### Text passage
▼▼▼

Vaping in America is, in short, a crisis. In an era when there isn’t much common ground for Americans, the move against e-cigarette use seems to be gaining support across the board. In the past month, the President called for a nationwide ban on flavored nicotine pods that attract younger users (and then kinda sorta backpedalled), as a handful of states enacted their own restrictions. The CEO of JUUL stepped down amid the chaos. Newly published research on mice even suggests vaping nicotine leads to mouse cancer.
Like a slow-burning Black Mirror episode, vaping is killing people. And more than governmental regulatory practices, Americans are curious about what exactly is going on and how worried they should be. In short, a healthy dose of concern wouldn’t be frowned upon.
Since the Centers for Disease Control and Prevention (CDC) opened an investigation into e-cigarette use in June, over 1,000 cases of vaping-related illness have been reported, with 18 deaths on record. Most are attributed to THC pods deemed “bootleg” because they were created outside of a commercial setting. That lack of regulation can lead to any number of harmful ingredients, including pesticides, being put into the pods. But according to the CDC, that doesn’t exonerate commercially produced devices like JUULs—nearly no vape available on the market has been approved by the FDA.

▲▲▲

### Listed entries
▼▼▼

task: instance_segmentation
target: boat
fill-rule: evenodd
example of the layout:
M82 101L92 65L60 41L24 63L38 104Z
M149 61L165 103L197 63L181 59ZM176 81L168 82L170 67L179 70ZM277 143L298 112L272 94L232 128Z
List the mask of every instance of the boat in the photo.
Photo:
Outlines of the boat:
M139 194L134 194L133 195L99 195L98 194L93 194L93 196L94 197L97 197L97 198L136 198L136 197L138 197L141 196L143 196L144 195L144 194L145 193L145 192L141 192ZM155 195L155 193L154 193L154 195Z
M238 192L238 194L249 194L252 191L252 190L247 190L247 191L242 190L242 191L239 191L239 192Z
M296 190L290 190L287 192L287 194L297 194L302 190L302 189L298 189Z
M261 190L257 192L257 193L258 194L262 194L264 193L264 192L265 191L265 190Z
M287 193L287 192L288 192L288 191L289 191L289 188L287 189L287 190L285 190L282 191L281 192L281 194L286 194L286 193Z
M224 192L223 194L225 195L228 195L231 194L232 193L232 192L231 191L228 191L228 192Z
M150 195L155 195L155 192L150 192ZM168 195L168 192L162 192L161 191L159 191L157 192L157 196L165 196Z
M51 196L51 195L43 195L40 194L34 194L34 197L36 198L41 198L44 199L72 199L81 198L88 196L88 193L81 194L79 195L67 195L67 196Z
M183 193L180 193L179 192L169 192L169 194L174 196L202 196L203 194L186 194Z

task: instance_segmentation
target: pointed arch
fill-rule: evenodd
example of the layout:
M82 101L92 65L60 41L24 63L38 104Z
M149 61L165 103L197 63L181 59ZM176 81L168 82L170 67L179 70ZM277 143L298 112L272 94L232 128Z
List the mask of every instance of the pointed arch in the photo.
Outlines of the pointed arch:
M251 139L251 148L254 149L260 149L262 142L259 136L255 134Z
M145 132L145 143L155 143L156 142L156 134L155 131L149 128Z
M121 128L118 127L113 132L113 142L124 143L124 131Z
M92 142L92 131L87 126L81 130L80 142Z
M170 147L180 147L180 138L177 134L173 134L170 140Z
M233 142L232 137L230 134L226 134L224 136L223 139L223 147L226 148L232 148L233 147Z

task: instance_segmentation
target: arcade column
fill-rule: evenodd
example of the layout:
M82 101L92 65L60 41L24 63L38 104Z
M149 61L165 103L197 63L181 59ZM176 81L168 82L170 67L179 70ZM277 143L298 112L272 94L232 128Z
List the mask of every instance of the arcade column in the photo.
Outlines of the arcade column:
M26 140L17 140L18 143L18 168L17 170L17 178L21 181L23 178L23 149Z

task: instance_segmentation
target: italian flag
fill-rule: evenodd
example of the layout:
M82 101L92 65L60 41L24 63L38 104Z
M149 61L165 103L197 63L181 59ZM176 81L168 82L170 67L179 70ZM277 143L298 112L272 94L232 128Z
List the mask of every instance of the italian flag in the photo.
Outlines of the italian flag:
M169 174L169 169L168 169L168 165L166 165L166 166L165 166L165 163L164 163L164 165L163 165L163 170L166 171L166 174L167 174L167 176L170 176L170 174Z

▲▲▲

### List of tasks
- A) In the vaping article, write out the passage from "Like a slow-burning" to "by the FDA.".
- B) Answer these questions using the vaping article:
(i) Which company's CEO stepped down amid the chaos?
(ii) How many deaths are on record among the reported cases of vaping-related illness?
(iii) To what are most of the reported cases attributed?

### Responses in order
- A)
Like a slow-burning Black Mirror episode, vaping is killing people. And more than governmental regulatory practices, Americans are curious about what exactly is going on and how worried they should be. In short, a healthy dose of concern wouldn’t be frowned upon.
Since the Centers for Disease Control and Prevention (CDC) opened an investigation into e-cigarette use in June, over 1,000 cases of vaping-related illness have been reported, with 18 deaths on record. Most are attributed to THC pods deemed “bootleg” because they were created outside of a commercial setting. That lack of regulation can lead to any number of harmful ingredients, including pesticides, being put into the pods. But according to the CDC, that doesn’t exonerate commercially produced devices like JUULs—nearly no vape available on the market has been approved by the FDA.

- B)
(i) JUUL
(ii) 18
(iii) THC pods deemed "bootleg" because they were created outside of a commercial setting